- ENTRIES -
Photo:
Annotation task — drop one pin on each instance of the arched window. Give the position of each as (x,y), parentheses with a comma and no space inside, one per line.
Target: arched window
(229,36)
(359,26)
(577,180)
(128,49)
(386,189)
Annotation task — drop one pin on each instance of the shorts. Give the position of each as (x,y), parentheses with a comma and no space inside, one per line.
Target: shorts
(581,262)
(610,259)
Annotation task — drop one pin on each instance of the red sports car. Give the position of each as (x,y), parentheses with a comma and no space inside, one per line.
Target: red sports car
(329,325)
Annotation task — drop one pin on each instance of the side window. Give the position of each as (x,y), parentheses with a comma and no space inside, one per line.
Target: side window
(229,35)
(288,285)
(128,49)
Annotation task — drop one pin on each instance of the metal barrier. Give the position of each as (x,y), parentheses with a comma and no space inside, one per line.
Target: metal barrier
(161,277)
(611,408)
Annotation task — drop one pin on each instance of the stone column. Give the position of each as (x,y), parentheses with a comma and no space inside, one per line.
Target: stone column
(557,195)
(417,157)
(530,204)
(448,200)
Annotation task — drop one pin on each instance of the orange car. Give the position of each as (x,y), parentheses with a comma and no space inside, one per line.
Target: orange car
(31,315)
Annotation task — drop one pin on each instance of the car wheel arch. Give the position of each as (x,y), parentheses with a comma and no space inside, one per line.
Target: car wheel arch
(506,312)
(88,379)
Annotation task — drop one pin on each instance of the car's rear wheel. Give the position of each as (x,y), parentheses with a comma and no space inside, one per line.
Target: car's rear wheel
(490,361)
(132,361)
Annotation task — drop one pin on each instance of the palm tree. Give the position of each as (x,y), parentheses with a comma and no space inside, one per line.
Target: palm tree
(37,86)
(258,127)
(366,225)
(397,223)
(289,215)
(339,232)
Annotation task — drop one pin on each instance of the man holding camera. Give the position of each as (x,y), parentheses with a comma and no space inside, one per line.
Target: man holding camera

- WRITTEN TASK -
Copy out all of the lines above exactly.

- FULL OUTPUT -
Photo:
Annotation task — drop one pin on each instance of the arched window. Give the position of each as (x,y), parentheses with a comma and no space inside, one per line.
Target: arched window
(229,36)
(359,26)
(577,180)
(128,49)
(386,189)
Annotation task — drop one pin on each instance of the shorts. Give the position of each as (x,y), parentheses with a comma and no space inside, one per line.
Target: shorts
(581,262)
(610,259)
Annotation task — drop one pin on each instance of the red sports car. Give the position of each as (x,y), parentheses with a comma and no space inside, one per line.
Target: red sports car
(329,325)
Annotation task — drop one pin on each instance of the side window. Give the position of each as (x,y), parentheses with a comma and no space inside, one per line.
Target: side window
(229,35)
(288,285)
(128,49)
Annotation task — drop one pin on each instance of the metal barrier. Give the position of each as (x,y), parentheses with a comma and no space inside, one per line.
Target: metal barrier
(161,277)
(611,408)
Annotation task — drop one pin on each instance of the stone column. Give the position of each as (x,y), parentheses with a comma and no space inside, one per line.
Target: stone column
(557,195)
(417,157)
(530,204)
(448,200)
Annotation task — drop one pin on each instance of the orange car. Give the position of each as (x,y), parentheses with a comma and no space inside, one per line.
Target: orange car
(31,315)
Annotation task — drop one pin on each instance of the car wheel arch. Give the position of each as (x,y), parentheses with a comma and no space inside, one per line.
Target: car wheel arch
(506,312)
(88,379)
Annotation task — drop one pin on each instance of the car's rear wheel. Give the position of each as (x,y), parentheses with a comma and no space inside, one per line.
Target: car's rear wheel
(490,361)
(132,361)
Annotation task — drop one pin on each instance of the palm tree. Give the position of each as (x,y), parentheses with a comma and no space inside, one per line.
Target: palm tree
(37,86)
(258,127)
(366,225)
(397,223)
(289,215)
(339,232)
Annotation task — drop one pin on each instance of the man holding camera. Give the position of each as (x,y), parentheses with a comma and no space inside, one per line.
Target: man holding camera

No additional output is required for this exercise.